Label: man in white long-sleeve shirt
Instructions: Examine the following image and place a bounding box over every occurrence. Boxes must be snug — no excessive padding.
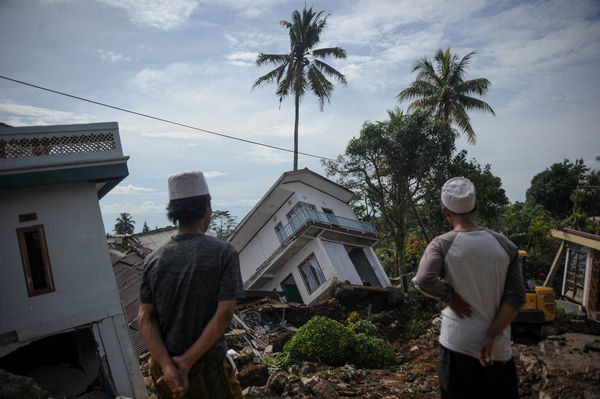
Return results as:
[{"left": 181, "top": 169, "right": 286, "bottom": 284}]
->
[{"left": 413, "top": 177, "right": 525, "bottom": 399}]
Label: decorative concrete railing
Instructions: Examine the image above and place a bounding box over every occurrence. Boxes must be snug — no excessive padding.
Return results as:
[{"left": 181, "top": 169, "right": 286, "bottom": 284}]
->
[
  {"left": 277, "top": 208, "right": 378, "bottom": 243},
  {"left": 0, "top": 122, "right": 123, "bottom": 169}
]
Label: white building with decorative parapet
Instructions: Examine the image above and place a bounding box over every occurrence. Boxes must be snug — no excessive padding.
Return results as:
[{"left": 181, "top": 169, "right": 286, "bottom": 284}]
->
[
  {"left": 0, "top": 122, "right": 147, "bottom": 398},
  {"left": 228, "top": 169, "right": 390, "bottom": 304}
]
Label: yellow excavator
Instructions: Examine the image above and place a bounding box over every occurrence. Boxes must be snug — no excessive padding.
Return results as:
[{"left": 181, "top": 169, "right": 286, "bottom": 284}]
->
[{"left": 513, "top": 251, "right": 556, "bottom": 338}]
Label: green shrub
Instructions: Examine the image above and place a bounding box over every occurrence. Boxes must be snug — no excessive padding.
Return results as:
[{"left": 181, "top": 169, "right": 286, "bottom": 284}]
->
[
  {"left": 282, "top": 316, "right": 397, "bottom": 368},
  {"left": 351, "top": 320, "right": 380, "bottom": 338},
  {"left": 404, "top": 319, "right": 427, "bottom": 339},
  {"left": 353, "top": 333, "right": 396, "bottom": 369},
  {"left": 284, "top": 316, "right": 356, "bottom": 366},
  {"left": 262, "top": 354, "right": 292, "bottom": 374}
]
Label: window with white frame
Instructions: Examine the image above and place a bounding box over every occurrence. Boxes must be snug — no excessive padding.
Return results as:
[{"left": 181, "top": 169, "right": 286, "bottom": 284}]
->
[
  {"left": 563, "top": 245, "right": 588, "bottom": 303},
  {"left": 298, "top": 253, "right": 325, "bottom": 294}
]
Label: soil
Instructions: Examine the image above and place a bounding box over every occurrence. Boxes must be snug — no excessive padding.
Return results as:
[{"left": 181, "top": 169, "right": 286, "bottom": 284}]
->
[{"left": 142, "top": 285, "right": 600, "bottom": 399}]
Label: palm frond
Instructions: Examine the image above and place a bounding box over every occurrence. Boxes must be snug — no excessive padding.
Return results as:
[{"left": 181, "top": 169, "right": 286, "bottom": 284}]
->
[
  {"left": 456, "top": 95, "right": 496, "bottom": 116},
  {"left": 450, "top": 103, "right": 477, "bottom": 144},
  {"left": 256, "top": 53, "right": 289, "bottom": 66},
  {"left": 456, "top": 78, "right": 492, "bottom": 96},
  {"left": 312, "top": 47, "right": 346, "bottom": 59},
  {"left": 252, "top": 65, "right": 285, "bottom": 89},
  {"left": 307, "top": 65, "right": 333, "bottom": 111},
  {"left": 396, "top": 80, "right": 438, "bottom": 101}
]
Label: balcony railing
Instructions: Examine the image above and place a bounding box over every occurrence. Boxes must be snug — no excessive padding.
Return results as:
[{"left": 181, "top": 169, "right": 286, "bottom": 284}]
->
[
  {"left": 277, "top": 208, "right": 377, "bottom": 243},
  {"left": 0, "top": 122, "right": 123, "bottom": 169}
]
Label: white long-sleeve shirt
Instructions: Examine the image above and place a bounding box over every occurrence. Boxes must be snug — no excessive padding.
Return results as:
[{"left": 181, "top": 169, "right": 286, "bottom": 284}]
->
[{"left": 413, "top": 229, "right": 525, "bottom": 361}]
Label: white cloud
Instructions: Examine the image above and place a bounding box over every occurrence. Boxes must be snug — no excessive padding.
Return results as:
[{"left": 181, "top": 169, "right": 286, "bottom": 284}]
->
[
  {"left": 100, "top": 201, "right": 166, "bottom": 215},
  {"left": 110, "top": 184, "right": 156, "bottom": 195},
  {"left": 132, "top": 62, "right": 198, "bottom": 91},
  {"left": 0, "top": 99, "right": 93, "bottom": 126},
  {"left": 204, "top": 170, "right": 227, "bottom": 179},
  {"left": 97, "top": 49, "right": 131, "bottom": 62},
  {"left": 227, "top": 52, "right": 258, "bottom": 67},
  {"left": 98, "top": 0, "right": 198, "bottom": 30},
  {"left": 244, "top": 147, "right": 293, "bottom": 165}
]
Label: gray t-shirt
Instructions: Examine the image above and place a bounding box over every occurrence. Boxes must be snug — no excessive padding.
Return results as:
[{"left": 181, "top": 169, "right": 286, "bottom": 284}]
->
[{"left": 140, "top": 234, "right": 244, "bottom": 360}]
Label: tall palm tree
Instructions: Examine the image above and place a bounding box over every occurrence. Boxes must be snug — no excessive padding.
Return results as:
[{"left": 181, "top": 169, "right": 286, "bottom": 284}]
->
[
  {"left": 252, "top": 7, "right": 346, "bottom": 170},
  {"left": 397, "top": 47, "right": 496, "bottom": 144}
]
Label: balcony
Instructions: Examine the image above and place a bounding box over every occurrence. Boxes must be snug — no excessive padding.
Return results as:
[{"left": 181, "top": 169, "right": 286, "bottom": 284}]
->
[
  {"left": 277, "top": 208, "right": 378, "bottom": 244},
  {"left": 0, "top": 122, "right": 129, "bottom": 198},
  {"left": 244, "top": 208, "right": 379, "bottom": 289}
]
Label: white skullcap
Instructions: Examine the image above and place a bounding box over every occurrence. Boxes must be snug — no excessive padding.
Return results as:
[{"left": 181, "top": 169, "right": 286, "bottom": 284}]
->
[
  {"left": 442, "top": 177, "right": 475, "bottom": 214},
  {"left": 169, "top": 172, "right": 208, "bottom": 201}
]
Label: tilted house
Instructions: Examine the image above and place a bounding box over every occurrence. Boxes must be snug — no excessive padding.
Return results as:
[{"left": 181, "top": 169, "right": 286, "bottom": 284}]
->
[
  {"left": 228, "top": 169, "right": 390, "bottom": 304},
  {"left": 0, "top": 122, "right": 147, "bottom": 398}
]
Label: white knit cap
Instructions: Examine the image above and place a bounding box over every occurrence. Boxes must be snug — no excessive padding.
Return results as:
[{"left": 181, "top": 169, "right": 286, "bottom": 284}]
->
[
  {"left": 442, "top": 177, "right": 475, "bottom": 214},
  {"left": 169, "top": 172, "right": 208, "bottom": 201}
]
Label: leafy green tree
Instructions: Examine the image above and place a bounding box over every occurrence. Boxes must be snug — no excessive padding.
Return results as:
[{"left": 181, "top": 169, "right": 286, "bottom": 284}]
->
[
  {"left": 323, "top": 112, "right": 456, "bottom": 274},
  {"left": 421, "top": 150, "right": 508, "bottom": 237},
  {"left": 397, "top": 48, "right": 496, "bottom": 144},
  {"left": 252, "top": 7, "right": 346, "bottom": 170},
  {"left": 569, "top": 170, "right": 600, "bottom": 216},
  {"left": 209, "top": 210, "right": 237, "bottom": 240},
  {"left": 114, "top": 212, "right": 135, "bottom": 234},
  {"left": 498, "top": 202, "right": 560, "bottom": 283},
  {"left": 526, "top": 159, "right": 589, "bottom": 220}
]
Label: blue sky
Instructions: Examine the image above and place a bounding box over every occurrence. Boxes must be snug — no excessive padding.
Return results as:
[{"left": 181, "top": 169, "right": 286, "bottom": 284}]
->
[{"left": 0, "top": 0, "right": 600, "bottom": 231}]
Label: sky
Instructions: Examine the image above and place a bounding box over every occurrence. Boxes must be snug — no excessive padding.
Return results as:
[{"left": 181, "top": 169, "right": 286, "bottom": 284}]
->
[{"left": 0, "top": 0, "right": 600, "bottom": 232}]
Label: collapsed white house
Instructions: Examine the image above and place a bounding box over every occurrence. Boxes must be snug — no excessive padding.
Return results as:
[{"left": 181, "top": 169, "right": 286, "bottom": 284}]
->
[{"left": 228, "top": 169, "right": 391, "bottom": 304}]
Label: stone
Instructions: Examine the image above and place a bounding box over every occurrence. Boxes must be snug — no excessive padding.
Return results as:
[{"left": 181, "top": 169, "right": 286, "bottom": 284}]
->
[
  {"left": 238, "top": 363, "right": 269, "bottom": 387},
  {"left": 311, "top": 379, "right": 339, "bottom": 399},
  {"left": 267, "top": 370, "right": 288, "bottom": 395}
]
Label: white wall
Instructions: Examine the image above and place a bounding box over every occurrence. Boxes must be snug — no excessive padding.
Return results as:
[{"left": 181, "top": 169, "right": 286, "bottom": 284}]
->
[
  {"left": 284, "top": 182, "right": 356, "bottom": 220},
  {"left": 0, "top": 182, "right": 146, "bottom": 398},
  {"left": 254, "top": 239, "right": 336, "bottom": 304},
  {"left": 0, "top": 183, "right": 120, "bottom": 338},
  {"left": 240, "top": 182, "right": 356, "bottom": 281}
]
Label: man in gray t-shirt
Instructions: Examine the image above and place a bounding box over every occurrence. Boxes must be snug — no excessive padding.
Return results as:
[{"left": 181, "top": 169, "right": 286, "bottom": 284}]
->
[
  {"left": 413, "top": 177, "right": 525, "bottom": 399},
  {"left": 138, "top": 172, "right": 244, "bottom": 399}
]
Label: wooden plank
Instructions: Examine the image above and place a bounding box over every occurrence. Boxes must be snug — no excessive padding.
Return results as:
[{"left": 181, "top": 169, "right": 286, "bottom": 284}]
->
[{"left": 542, "top": 240, "right": 565, "bottom": 287}]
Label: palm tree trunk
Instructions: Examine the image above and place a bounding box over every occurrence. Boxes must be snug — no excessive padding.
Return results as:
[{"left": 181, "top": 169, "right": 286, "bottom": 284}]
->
[{"left": 294, "top": 94, "right": 300, "bottom": 170}]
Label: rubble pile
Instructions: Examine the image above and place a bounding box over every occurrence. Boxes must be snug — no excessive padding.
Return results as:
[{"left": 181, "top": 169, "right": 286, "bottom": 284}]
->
[{"left": 142, "top": 284, "right": 600, "bottom": 399}]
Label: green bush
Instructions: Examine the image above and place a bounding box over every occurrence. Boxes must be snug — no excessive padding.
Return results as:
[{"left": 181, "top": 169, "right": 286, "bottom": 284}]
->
[
  {"left": 353, "top": 333, "right": 397, "bottom": 369},
  {"left": 284, "top": 316, "right": 356, "bottom": 366},
  {"left": 282, "top": 316, "right": 397, "bottom": 368},
  {"left": 351, "top": 320, "right": 379, "bottom": 338},
  {"left": 404, "top": 319, "right": 427, "bottom": 339}
]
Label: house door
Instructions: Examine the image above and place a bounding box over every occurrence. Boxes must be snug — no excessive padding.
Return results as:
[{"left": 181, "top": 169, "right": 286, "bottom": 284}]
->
[
  {"left": 348, "top": 248, "right": 381, "bottom": 287},
  {"left": 281, "top": 273, "right": 304, "bottom": 303}
]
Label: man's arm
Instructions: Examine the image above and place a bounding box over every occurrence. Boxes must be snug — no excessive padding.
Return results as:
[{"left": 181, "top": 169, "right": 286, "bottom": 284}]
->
[
  {"left": 173, "top": 299, "right": 236, "bottom": 375},
  {"left": 412, "top": 240, "right": 472, "bottom": 319},
  {"left": 138, "top": 303, "right": 188, "bottom": 398}
]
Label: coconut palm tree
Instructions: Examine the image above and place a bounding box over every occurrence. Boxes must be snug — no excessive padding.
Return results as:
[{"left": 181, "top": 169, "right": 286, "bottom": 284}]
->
[
  {"left": 252, "top": 7, "right": 346, "bottom": 170},
  {"left": 397, "top": 47, "right": 496, "bottom": 144}
]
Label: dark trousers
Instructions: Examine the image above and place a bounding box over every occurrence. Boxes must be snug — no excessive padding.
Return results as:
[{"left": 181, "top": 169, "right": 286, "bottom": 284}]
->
[{"left": 438, "top": 345, "right": 519, "bottom": 399}]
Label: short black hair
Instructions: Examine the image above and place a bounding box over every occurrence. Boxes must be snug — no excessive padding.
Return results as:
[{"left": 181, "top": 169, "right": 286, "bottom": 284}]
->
-.-.-
▸ **Set problem**: Gather every line of the records above that contains the string "sleeve", and copy each one without changes.

▸ **Completed exercise**:
Label: man in white long-sleeve shirt
Label: white long-sleeve shirt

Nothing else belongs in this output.